DATASET EXTRACT start

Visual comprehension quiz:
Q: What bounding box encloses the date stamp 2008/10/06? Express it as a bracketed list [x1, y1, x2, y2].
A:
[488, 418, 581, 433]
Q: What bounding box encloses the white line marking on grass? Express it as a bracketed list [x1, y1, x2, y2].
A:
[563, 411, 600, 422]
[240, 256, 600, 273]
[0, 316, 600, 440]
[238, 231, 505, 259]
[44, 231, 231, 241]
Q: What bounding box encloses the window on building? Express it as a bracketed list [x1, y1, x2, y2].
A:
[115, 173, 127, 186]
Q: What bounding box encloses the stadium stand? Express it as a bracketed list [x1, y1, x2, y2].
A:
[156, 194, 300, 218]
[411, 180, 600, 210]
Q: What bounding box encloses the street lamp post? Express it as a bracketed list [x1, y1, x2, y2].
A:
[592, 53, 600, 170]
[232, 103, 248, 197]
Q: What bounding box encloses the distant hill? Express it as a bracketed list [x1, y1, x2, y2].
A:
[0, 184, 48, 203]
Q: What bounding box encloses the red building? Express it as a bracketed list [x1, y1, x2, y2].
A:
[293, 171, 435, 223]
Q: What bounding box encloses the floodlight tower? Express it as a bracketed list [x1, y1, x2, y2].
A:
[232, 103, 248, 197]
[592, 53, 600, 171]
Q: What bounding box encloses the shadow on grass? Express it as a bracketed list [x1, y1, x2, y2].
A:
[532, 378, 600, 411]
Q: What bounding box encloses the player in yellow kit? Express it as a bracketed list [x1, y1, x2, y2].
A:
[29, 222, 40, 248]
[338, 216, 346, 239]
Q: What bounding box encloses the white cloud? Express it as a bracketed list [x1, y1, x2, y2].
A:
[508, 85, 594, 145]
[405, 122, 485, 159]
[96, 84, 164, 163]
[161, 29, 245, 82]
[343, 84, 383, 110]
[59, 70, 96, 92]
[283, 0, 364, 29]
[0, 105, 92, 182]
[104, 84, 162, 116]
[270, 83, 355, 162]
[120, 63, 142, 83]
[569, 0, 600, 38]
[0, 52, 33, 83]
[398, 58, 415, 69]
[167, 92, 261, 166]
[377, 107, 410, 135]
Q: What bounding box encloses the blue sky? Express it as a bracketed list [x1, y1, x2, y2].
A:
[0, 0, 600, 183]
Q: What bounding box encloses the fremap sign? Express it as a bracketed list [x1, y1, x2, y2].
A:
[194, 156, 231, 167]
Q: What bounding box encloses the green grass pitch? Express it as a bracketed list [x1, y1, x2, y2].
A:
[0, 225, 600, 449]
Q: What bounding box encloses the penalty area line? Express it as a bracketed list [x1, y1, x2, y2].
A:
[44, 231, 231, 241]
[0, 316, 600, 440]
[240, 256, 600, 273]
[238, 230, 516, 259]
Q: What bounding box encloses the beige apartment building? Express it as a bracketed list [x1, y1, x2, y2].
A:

DATASET EXTRACT end

> DO THIS
Substitute "rectangle" for every "bounding box" in the lines above, and give all the lines again with nothing else changed.

> WRITTEN RESPONSE
Visual comprehension quiz:
Q: What rectangle encloses the date stamp 2008/10/06? Express it as a bracketed list [x1, y1, x2, y2].
A:
[488, 418, 581, 433]
Q: What rectangle encloses the white line marking on grass? Express it as a bracketed list [x1, y1, x2, y2].
A:
[563, 411, 600, 422]
[240, 256, 600, 273]
[0, 316, 600, 440]
[238, 231, 505, 259]
[44, 231, 231, 241]
Q: What rectangle encloses the window on building? Express it as a bracketed list [x1, y1, x2, y2].
A:
[115, 173, 127, 186]
Q: What rectangle encloses the stadium stand? Express it as a bracketed list [x1, y1, x2, y2].
A:
[156, 194, 300, 218]
[411, 180, 600, 210]
Q: What rectangle encloses the street lamp post? Express it as a bracketed list [x1, y1, x2, y2].
A:
[592, 53, 600, 170]
[232, 103, 248, 197]
Q: What rectangle encloses the distant hill? Express it as a bracketed list [x1, y1, x2, y2].
A:
[0, 184, 48, 203]
Q: What rectangle encloses the red building? Express it as a bracketed list [x1, y1, x2, y2].
A:
[293, 171, 435, 223]
Q: What rectangle encloses the floodlight tower? Express it as a bracketed list [x1, y1, x2, y2].
A:
[232, 103, 248, 197]
[592, 53, 600, 171]
Q: What rectangle encloses the shadow on grass? Express it as a bracketed list [x1, y1, x2, y2].
A:
[532, 378, 600, 411]
Q: What rectangle encloses the player in yellow kit? Express it as a bracketed list [x1, y1, x2, y2].
A:
[29, 222, 40, 248]
[338, 216, 346, 239]
Q: What rectangle encloses the white cloud? Express it as a bracketed list [x1, y1, x2, y2].
A:
[508, 85, 594, 145]
[405, 122, 485, 159]
[96, 84, 164, 163]
[161, 29, 245, 82]
[343, 84, 383, 110]
[59, 70, 96, 92]
[283, 0, 364, 29]
[0, 105, 92, 182]
[104, 84, 162, 116]
[270, 83, 355, 162]
[120, 63, 142, 83]
[569, 0, 600, 38]
[0, 52, 33, 83]
[398, 58, 415, 69]
[167, 92, 261, 166]
[377, 107, 410, 135]
Q: What rectangle encloses the blue sky? Express it as a bracketed list [x1, y1, x2, y2].
A:
[0, 0, 600, 183]
Q: What rectangle encloses the fremap sign? Express it as a bracketed list [x1, y1, x2, y2].
A:
[194, 156, 231, 167]
Q: What rectangle encloses the green grass pitch? Express it as a bracketed list [x1, y1, x2, y2].
A:
[0, 225, 600, 449]
Q: What rectangle encloses the penalty area line? Express it as a bracketed list [x1, y1, x2, y2].
A:
[44, 231, 231, 241]
[0, 316, 600, 440]
[240, 256, 600, 273]
[238, 230, 516, 259]
Q: What rectangle encloses the beige apartment building? Express it as a bracketed list [x1, y1, x2, y2].
A:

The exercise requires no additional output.